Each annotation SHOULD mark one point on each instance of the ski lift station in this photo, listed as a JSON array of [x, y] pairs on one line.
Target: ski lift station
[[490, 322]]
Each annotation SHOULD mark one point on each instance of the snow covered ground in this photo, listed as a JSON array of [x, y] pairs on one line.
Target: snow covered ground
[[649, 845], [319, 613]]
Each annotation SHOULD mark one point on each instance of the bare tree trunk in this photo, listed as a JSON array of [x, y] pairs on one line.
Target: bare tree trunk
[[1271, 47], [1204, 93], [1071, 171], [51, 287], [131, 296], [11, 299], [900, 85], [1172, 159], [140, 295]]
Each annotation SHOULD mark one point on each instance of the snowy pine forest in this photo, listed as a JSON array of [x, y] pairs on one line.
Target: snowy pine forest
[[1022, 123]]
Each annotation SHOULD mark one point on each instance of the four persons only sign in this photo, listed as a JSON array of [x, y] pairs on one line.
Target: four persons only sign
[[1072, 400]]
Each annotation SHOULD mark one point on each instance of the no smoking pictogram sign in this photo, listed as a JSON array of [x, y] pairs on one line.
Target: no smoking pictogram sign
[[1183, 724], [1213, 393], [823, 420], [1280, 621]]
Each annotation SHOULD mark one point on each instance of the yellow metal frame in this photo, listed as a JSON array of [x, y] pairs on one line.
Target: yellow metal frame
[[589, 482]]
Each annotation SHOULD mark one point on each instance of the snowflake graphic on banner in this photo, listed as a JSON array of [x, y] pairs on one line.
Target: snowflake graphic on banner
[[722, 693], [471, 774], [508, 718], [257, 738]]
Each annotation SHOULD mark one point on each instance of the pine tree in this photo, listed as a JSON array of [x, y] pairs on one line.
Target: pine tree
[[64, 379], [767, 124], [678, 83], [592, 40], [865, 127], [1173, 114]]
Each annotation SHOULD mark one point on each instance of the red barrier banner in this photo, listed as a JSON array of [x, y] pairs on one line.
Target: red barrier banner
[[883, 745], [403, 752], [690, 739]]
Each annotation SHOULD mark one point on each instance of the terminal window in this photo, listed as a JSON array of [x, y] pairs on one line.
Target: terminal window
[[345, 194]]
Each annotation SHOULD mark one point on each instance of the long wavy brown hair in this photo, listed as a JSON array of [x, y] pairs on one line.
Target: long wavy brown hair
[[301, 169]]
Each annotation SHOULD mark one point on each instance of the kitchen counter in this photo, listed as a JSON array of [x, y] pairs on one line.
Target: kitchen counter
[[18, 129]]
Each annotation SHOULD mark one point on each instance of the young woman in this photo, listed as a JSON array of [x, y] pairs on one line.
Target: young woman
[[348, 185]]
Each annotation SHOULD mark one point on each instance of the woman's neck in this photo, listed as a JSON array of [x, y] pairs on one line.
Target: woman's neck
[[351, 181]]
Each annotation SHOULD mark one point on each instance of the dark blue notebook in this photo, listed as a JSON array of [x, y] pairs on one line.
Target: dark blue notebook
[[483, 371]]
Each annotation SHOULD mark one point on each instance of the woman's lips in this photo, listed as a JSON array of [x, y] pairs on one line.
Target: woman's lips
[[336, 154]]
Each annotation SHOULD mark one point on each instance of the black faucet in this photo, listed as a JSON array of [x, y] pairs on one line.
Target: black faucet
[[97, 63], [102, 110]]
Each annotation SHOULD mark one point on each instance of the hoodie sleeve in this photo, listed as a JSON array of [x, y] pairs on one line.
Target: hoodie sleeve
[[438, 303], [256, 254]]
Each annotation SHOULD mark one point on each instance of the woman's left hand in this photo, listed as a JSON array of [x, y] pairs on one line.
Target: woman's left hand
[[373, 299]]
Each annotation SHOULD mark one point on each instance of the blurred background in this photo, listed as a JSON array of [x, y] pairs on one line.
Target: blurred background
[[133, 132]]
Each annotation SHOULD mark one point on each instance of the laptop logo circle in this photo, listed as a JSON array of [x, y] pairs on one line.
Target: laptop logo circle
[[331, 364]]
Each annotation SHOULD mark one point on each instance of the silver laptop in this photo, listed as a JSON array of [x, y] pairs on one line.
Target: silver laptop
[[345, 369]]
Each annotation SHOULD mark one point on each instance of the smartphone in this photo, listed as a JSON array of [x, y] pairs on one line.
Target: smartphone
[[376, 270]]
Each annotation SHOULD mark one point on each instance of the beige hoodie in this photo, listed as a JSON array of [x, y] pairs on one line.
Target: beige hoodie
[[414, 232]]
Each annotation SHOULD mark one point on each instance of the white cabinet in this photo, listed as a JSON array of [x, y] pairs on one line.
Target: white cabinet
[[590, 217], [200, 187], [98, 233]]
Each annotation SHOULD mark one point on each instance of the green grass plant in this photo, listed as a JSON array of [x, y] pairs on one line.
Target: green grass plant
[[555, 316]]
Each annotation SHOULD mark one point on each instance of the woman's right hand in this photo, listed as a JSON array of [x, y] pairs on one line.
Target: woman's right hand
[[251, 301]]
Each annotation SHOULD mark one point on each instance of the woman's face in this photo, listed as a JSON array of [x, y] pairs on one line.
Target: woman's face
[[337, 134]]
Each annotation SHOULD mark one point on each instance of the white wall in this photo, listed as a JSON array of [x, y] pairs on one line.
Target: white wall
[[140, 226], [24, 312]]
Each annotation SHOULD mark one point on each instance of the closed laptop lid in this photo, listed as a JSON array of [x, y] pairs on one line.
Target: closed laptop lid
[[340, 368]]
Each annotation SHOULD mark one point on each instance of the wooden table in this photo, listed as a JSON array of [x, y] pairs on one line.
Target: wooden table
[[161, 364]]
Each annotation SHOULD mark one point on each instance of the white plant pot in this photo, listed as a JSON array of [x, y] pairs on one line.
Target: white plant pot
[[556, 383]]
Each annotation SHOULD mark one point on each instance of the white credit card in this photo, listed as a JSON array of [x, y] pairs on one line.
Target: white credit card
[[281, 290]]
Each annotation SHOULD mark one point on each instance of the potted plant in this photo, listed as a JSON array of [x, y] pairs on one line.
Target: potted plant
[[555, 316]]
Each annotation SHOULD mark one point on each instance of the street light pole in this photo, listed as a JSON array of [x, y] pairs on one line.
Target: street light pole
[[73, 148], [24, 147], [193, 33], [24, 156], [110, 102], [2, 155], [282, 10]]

########

◆ Work instruction:
Keeping every line exactly as it is, copy all the records.

◆ Exercise output:
Each annotation SHOULD mark one point on each instance of the ski lift station in this photo, listed as a JSON array of [x, y] pairs on one line.
Target: ski lift station
[[490, 322]]
Each annotation SHOULD mark one point on each instance of the snow covered ground in this photo, listed as a JSON array of [x, y] pairs on one line.
Target: snow covered ground
[[649, 845], [319, 613]]
Each annotation SHOULD mark one point on each instance of the bare tree trunk in this photo, listed as a JSON array of [x, y] pairs on one line.
Target: bare tree trunk
[[1271, 47], [1204, 93], [1071, 171], [51, 287], [131, 296], [11, 299], [900, 85], [1172, 159], [140, 295]]
Each annotation SHOULD mark one point on each instance of the snowy pine forest in this photo, listed as a JSON array of [x, y] pairs on one line.
Target: snowy pine forest
[[1022, 123]]
Each annotation SHOULD mark one point on each instance of the four persons only sign in this photo, listed as a JSON array of [x, y] pairs on one line.
Target: four persons only sign
[[1072, 400]]
Each annotation SHOULD mark one point on each instance of the no smoking pictogram sign in this photo, listed as a JSON array of [x, y] pairs on one line.
Target: no smoking pictogram sign
[[1183, 724], [1213, 393], [823, 420], [1280, 621]]
Each annotation SHOULD mark one point on each instance of the yellow metal frame in this photo, listed as a JSON array of [x, y] pairs on one line.
Target: yellow metal frame
[[589, 482]]
Each annotation SHOULD mark one point on each instance of the snowflake graphic on banner in this photo, listed as a JSON array of [x, y] pairs on one line.
Target: snowflake graphic on banner
[[722, 693], [471, 774], [508, 718], [257, 738]]
Each annotation SHOULD mark one point on each instance of the pine tree in this photo, listed as a JSON array of [x, y] pairs on one line.
Target: pine tree
[[64, 379], [767, 124], [678, 83], [592, 40], [865, 127], [1173, 114]]
Each annotation SHOULD mark one point on each instance of the red barrier banner in this photo, listed as a JSON array of [x, y] pairs on one line.
Target: red barrier banner
[[883, 745], [403, 752], [690, 739]]
Each annotation SHOULD mark one point on each instance of the terminal window in this photo, listed as a JSON array of [x, y] pairs on one line.
Target: terminal window
[[345, 194]]
Each annotation SHOULD mark one point on each instance of the long wavy brown hair in this photo, listed as a JSON array of [x, y] pairs on one line.
Target: long wavy brown hair
[[301, 169]]
Each annotation SHOULD mark one point on each instance of the kitchen counter in this photo, listed as a JSON array of [x, y] pairs on one line.
Target: kitchen counter
[[18, 129]]
Each annotation SHOULD mark one point on each instance of the young woman in this photo, listed as a JSON array of [x, y] pairs on one line.
Target: young woman
[[348, 185]]
Each annotation SHOULD mark one point on each instance of the woman's neck in this photo, listed as a JSON array of [x, y] pairs on one line.
Target: woman's neck
[[351, 181]]
Each annotation SHOULD mark one point on each instance of the dark blue notebook in this photo, listed as a JSON array of [x, y] pairs on one line.
Target: dark blue notebook
[[483, 371]]
Each annotation SHOULD mark one point on each instance of the woman's lips in this photo, listed as a JSON array of [x, y] pairs on one line.
Target: woman's lips
[[336, 154]]
Each annotation SHOULD mark one point on each instance of the black faucet in this photo, listed as a JSON array of [x, y] pairs on one line.
Target: black faucet
[[97, 63], [102, 110]]
Each annotation SHOULD mark one point on each instance of the hoodie sleeve in this photo, listed as a JSON array of [x, y] pairs on one line.
Target: hoodie sleeve
[[438, 303], [256, 254]]
Each annotation SHOULD mark one point on each instance of the woman's left hand in this photo, listed as a JSON array of [x, y] pairs on one line.
Target: woman's left hand
[[373, 299]]
Each annotation SHOULD mark one point on each instance of the blurred background in this photo, listed as a JSON array of [x, y] pairs on one line.
Target: blurred background
[[133, 132]]
Each annotation SHOULD mark one point on each instance of the laptop logo circle in this photo, listed as a JSON array of [x, y] pairs on one line.
Target: laptop logo circle
[[331, 364]]
Each annotation SHOULD mark one point on each instance of the silver laptop in this photo, listed as a JSON array of [x, y] pairs on one line.
Target: silver laptop
[[345, 369]]
Each annotation SHOULD mark one point on each instance of the smartphone in this photo, listed as a JSON array of [x, y] pairs on one line.
Target: smartphone
[[376, 270]]
Each annotation SHOULD mark one point on each instance of the beige hoodie in this photo, listed as a JSON array of [x, y] pairs on one line.
Target: beige hoodie
[[414, 232]]
Each annotation SHOULD mark one point on each instance of the white cabinet in this photo, listed as a JSON array of [x, y] pairs on one line.
Target: white cabinet
[[590, 217], [200, 187], [98, 233]]
Each annotation SHOULD mark one point on each instance of the green grass plant in this photo, listed as a JSON array of [x, y] pairs on one line.
Target: green grass plant
[[555, 316]]
Each annotation SHOULD mark one point on each instance of the woman's right hand in this photo, listed as a JSON array of [x, y] pairs on one line.
Target: woman's right hand
[[251, 301]]
Each annotation SHOULD mark one point on each instance of the woman's face in this photo, listed as a JSON array of [x, y] pairs on one line.
Target: woman's face
[[337, 134]]
Each annotation SHOULD mark one point on each instance of the white wall in this photo, listed as a JSON array of [x, y] pairs on one line.
Target: white wall
[[140, 226], [24, 312]]
Each annotation SHOULD mark one point on each instance of the closed laptop lid in this photo, listed as a JSON array of [x, y] pairs on one line.
Target: closed laptop lid
[[340, 368]]
Each annotation SHOULD mark one point on each instance of the wooden table in this photo, listed as a JSON array of [x, y] pairs on one line.
Target: wooden table
[[161, 364]]
Each annotation SHOULD mark one point on each instance of the white plant pot in this photo, listed as a JSON array of [x, y] pairs on one line.
Target: white plant pot
[[556, 383]]
Each annotation SHOULD mark one point on each instance of the white credit card in this photo, listed as a JSON array of [x, y] pairs on one line.
Target: white credit card
[[281, 290]]
Each annotation SHOULD mark one point on each instance of the potted plant in this photo, listed as a JSON array of [x, y] pairs on one line.
Target: potted plant
[[555, 316]]
Each annotation SHOULD mark one point on each instance of the street light pole in this photo, listed as a JSON array of [x, y] pairs on one line.
Target: street light pole
[[73, 148], [24, 147], [193, 33], [24, 156], [110, 102], [2, 155], [282, 10]]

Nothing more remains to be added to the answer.